_What is being asked_
Rewrite the stretch of the records below, from the line containing "Pick out every lamborghini hood." through the end of the records, as a numbered list with blank lines omitted.

_Data lines_
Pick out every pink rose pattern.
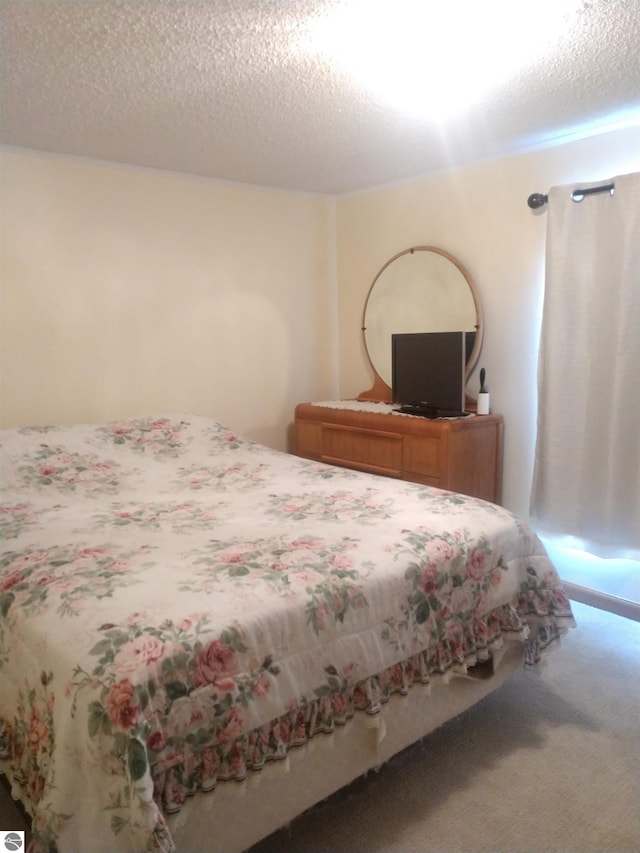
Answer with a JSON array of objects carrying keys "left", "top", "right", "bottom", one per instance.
[{"left": 0, "top": 418, "right": 571, "bottom": 850}]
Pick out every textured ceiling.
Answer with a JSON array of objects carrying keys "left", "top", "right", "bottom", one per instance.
[{"left": 0, "top": 0, "right": 640, "bottom": 194}]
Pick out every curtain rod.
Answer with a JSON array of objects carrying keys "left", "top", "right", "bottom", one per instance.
[{"left": 527, "top": 182, "right": 616, "bottom": 210}]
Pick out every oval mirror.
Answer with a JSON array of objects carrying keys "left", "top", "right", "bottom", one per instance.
[{"left": 359, "top": 246, "right": 483, "bottom": 402}]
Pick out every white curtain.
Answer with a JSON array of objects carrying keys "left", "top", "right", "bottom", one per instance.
[{"left": 531, "top": 173, "right": 640, "bottom": 559}]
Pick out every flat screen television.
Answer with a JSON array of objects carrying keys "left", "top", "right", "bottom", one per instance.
[{"left": 391, "top": 331, "right": 468, "bottom": 418}]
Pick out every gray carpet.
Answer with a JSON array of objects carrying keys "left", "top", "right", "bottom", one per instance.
[
  {"left": 251, "top": 603, "right": 640, "bottom": 853},
  {"left": 0, "top": 603, "right": 640, "bottom": 853}
]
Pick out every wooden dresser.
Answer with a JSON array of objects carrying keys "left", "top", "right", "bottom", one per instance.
[{"left": 295, "top": 400, "right": 503, "bottom": 503}]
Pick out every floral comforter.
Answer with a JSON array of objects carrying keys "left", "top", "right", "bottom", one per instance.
[{"left": 0, "top": 416, "right": 572, "bottom": 853}]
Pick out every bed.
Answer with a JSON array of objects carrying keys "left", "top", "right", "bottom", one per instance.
[{"left": 0, "top": 415, "right": 574, "bottom": 853}]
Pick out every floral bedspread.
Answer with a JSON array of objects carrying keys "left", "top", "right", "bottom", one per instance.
[{"left": 0, "top": 416, "right": 573, "bottom": 853}]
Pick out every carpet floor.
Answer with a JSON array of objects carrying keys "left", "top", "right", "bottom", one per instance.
[{"left": 0, "top": 603, "right": 640, "bottom": 853}]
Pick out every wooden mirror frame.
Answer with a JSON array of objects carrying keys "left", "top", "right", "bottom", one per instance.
[{"left": 358, "top": 246, "right": 484, "bottom": 410}]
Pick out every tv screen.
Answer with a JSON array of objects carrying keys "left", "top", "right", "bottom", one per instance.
[{"left": 391, "top": 331, "right": 466, "bottom": 417}]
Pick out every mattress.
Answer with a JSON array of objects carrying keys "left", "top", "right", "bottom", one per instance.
[{"left": 0, "top": 414, "right": 573, "bottom": 853}]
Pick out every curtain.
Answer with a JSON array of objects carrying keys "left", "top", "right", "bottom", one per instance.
[{"left": 531, "top": 173, "right": 640, "bottom": 559}]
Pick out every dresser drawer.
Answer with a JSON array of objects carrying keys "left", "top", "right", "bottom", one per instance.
[
  {"left": 402, "top": 435, "right": 444, "bottom": 486},
  {"left": 321, "top": 423, "right": 402, "bottom": 477}
]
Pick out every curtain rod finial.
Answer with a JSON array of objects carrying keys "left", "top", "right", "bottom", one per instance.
[{"left": 527, "top": 193, "right": 549, "bottom": 210}]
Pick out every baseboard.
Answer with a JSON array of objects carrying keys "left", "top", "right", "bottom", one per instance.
[{"left": 562, "top": 581, "right": 640, "bottom": 622}]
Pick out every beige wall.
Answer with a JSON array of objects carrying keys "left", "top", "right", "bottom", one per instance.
[
  {"left": 0, "top": 128, "right": 640, "bottom": 516},
  {"left": 1, "top": 150, "right": 336, "bottom": 449},
  {"left": 336, "top": 128, "right": 640, "bottom": 516}
]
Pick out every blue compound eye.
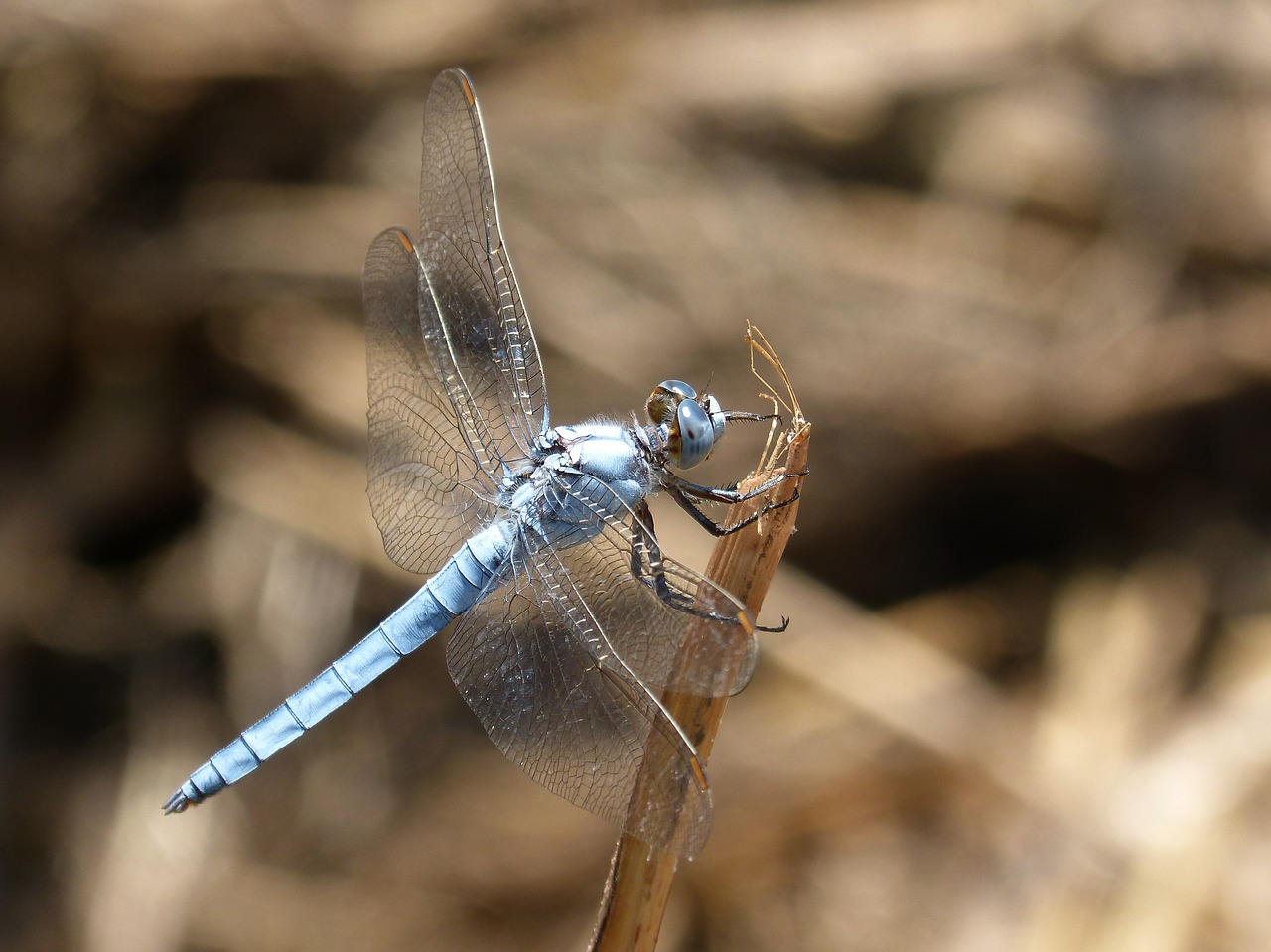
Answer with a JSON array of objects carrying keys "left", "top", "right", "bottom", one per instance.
[
  {"left": 671, "top": 400, "right": 716, "bottom": 469},
  {"left": 645, "top": 380, "right": 698, "bottom": 426}
]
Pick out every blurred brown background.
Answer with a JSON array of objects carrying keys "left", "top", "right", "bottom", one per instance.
[{"left": 0, "top": 0, "right": 1271, "bottom": 952}]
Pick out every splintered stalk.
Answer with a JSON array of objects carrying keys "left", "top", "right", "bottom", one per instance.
[{"left": 591, "top": 326, "right": 811, "bottom": 952}]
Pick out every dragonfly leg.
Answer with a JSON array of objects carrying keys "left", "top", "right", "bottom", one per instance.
[
  {"left": 631, "top": 503, "right": 742, "bottom": 630},
  {"left": 666, "top": 476, "right": 798, "bottom": 539}
]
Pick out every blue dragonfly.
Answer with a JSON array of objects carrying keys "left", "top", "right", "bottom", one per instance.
[{"left": 165, "top": 68, "right": 779, "bottom": 856}]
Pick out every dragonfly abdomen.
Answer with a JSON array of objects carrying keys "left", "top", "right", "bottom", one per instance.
[{"left": 164, "top": 522, "right": 511, "bottom": 813}]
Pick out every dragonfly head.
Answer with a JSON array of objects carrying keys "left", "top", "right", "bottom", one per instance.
[{"left": 647, "top": 380, "right": 728, "bottom": 469}]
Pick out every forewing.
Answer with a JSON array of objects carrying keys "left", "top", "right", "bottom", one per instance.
[
  {"left": 419, "top": 68, "right": 546, "bottom": 477},
  {"left": 362, "top": 228, "right": 496, "bottom": 573},
  {"left": 446, "top": 554, "right": 711, "bottom": 856}
]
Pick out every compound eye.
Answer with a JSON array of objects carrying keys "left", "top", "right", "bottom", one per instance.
[
  {"left": 671, "top": 400, "right": 716, "bottom": 469},
  {"left": 645, "top": 380, "right": 698, "bottom": 426}
]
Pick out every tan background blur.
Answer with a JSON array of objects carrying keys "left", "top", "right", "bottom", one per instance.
[{"left": 0, "top": 0, "right": 1271, "bottom": 952}]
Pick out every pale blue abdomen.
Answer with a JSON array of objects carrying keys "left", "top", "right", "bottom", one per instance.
[{"left": 165, "top": 520, "right": 514, "bottom": 813}]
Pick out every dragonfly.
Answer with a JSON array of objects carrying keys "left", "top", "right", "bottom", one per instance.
[{"left": 164, "top": 68, "right": 785, "bottom": 856}]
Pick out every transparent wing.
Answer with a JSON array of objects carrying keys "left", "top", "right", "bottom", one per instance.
[
  {"left": 448, "top": 483, "right": 755, "bottom": 856},
  {"left": 536, "top": 476, "right": 758, "bottom": 698},
  {"left": 446, "top": 561, "right": 711, "bottom": 856},
  {"left": 419, "top": 68, "right": 548, "bottom": 479},
  {"left": 362, "top": 228, "right": 496, "bottom": 573}
]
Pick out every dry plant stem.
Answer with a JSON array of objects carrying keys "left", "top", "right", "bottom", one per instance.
[{"left": 591, "top": 423, "right": 809, "bottom": 952}]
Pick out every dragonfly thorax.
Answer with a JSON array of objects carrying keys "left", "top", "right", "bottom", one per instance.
[{"left": 647, "top": 380, "right": 728, "bottom": 469}]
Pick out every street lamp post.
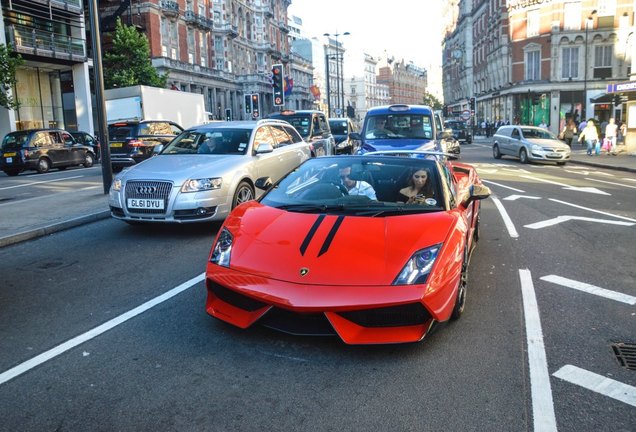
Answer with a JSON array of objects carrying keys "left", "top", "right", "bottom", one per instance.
[
  {"left": 581, "top": 9, "right": 596, "bottom": 120},
  {"left": 323, "top": 30, "right": 351, "bottom": 115}
]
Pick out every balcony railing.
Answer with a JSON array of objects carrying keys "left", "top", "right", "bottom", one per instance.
[
  {"left": 160, "top": 0, "right": 179, "bottom": 18},
  {"left": 8, "top": 25, "right": 86, "bottom": 61},
  {"left": 32, "top": 0, "right": 82, "bottom": 13}
]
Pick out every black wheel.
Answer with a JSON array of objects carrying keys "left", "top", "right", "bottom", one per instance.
[
  {"left": 232, "top": 181, "right": 254, "bottom": 208},
  {"left": 451, "top": 262, "right": 468, "bottom": 321},
  {"left": 84, "top": 153, "right": 95, "bottom": 168},
  {"left": 37, "top": 158, "right": 51, "bottom": 174},
  {"left": 492, "top": 144, "right": 501, "bottom": 159}
]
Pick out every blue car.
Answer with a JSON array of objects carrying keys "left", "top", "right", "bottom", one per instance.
[{"left": 351, "top": 105, "right": 459, "bottom": 155}]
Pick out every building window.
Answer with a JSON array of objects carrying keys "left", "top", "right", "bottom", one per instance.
[
  {"left": 526, "top": 50, "right": 541, "bottom": 81},
  {"left": 563, "top": 2, "right": 581, "bottom": 30},
  {"left": 526, "top": 9, "right": 541, "bottom": 37},
  {"left": 561, "top": 47, "right": 579, "bottom": 78}
]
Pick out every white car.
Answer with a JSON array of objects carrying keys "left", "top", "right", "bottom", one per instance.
[
  {"left": 109, "top": 120, "right": 311, "bottom": 224},
  {"left": 492, "top": 125, "right": 571, "bottom": 165}
]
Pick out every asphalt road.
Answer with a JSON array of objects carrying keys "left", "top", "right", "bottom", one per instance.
[{"left": 0, "top": 144, "right": 636, "bottom": 431}]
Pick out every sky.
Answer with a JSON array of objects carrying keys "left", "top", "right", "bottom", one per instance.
[{"left": 287, "top": 0, "right": 444, "bottom": 96}]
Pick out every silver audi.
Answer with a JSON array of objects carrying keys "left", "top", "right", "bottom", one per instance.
[{"left": 108, "top": 120, "right": 311, "bottom": 224}]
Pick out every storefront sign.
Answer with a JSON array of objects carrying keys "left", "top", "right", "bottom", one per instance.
[
  {"left": 506, "top": 0, "right": 552, "bottom": 12},
  {"left": 607, "top": 81, "right": 636, "bottom": 93}
]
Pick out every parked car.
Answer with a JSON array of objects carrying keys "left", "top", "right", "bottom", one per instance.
[
  {"left": 0, "top": 129, "right": 95, "bottom": 176},
  {"left": 71, "top": 131, "right": 101, "bottom": 161},
  {"left": 444, "top": 120, "right": 473, "bottom": 144},
  {"left": 206, "top": 151, "right": 490, "bottom": 344},
  {"left": 351, "top": 104, "right": 459, "bottom": 158},
  {"left": 329, "top": 117, "right": 359, "bottom": 154},
  {"left": 269, "top": 110, "right": 336, "bottom": 156},
  {"left": 492, "top": 125, "right": 571, "bottom": 165},
  {"left": 108, "top": 120, "right": 183, "bottom": 172},
  {"left": 109, "top": 120, "right": 311, "bottom": 223}
]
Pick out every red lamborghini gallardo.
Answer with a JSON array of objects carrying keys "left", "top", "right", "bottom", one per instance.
[{"left": 206, "top": 152, "right": 490, "bottom": 344}]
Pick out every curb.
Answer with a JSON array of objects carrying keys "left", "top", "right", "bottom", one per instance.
[{"left": 0, "top": 210, "right": 110, "bottom": 248}]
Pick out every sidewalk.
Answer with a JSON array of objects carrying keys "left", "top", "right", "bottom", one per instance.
[
  {"left": 0, "top": 186, "right": 110, "bottom": 248},
  {"left": 0, "top": 143, "right": 636, "bottom": 248}
]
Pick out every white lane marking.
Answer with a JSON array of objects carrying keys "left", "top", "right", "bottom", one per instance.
[
  {"left": 552, "top": 365, "right": 636, "bottom": 407},
  {"left": 548, "top": 198, "right": 636, "bottom": 222},
  {"left": 524, "top": 216, "right": 634, "bottom": 229},
  {"left": 520, "top": 176, "right": 612, "bottom": 196},
  {"left": 0, "top": 273, "right": 205, "bottom": 385},
  {"left": 585, "top": 177, "right": 636, "bottom": 189},
  {"left": 504, "top": 195, "right": 541, "bottom": 201},
  {"left": 519, "top": 269, "right": 557, "bottom": 432},
  {"left": 482, "top": 179, "right": 526, "bottom": 193},
  {"left": 0, "top": 176, "right": 84, "bottom": 190},
  {"left": 490, "top": 196, "right": 519, "bottom": 238},
  {"left": 539, "top": 275, "right": 636, "bottom": 306}
]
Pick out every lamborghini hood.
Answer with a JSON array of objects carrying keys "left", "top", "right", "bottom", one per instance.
[{"left": 225, "top": 202, "right": 455, "bottom": 285}]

_Result of this exercise_
1. Pick out every lamborghini hood.
2. Answer with a JSON array of objects carrying keys "left", "top", "right", "bottom", one per instance.
3. [{"left": 225, "top": 202, "right": 455, "bottom": 285}]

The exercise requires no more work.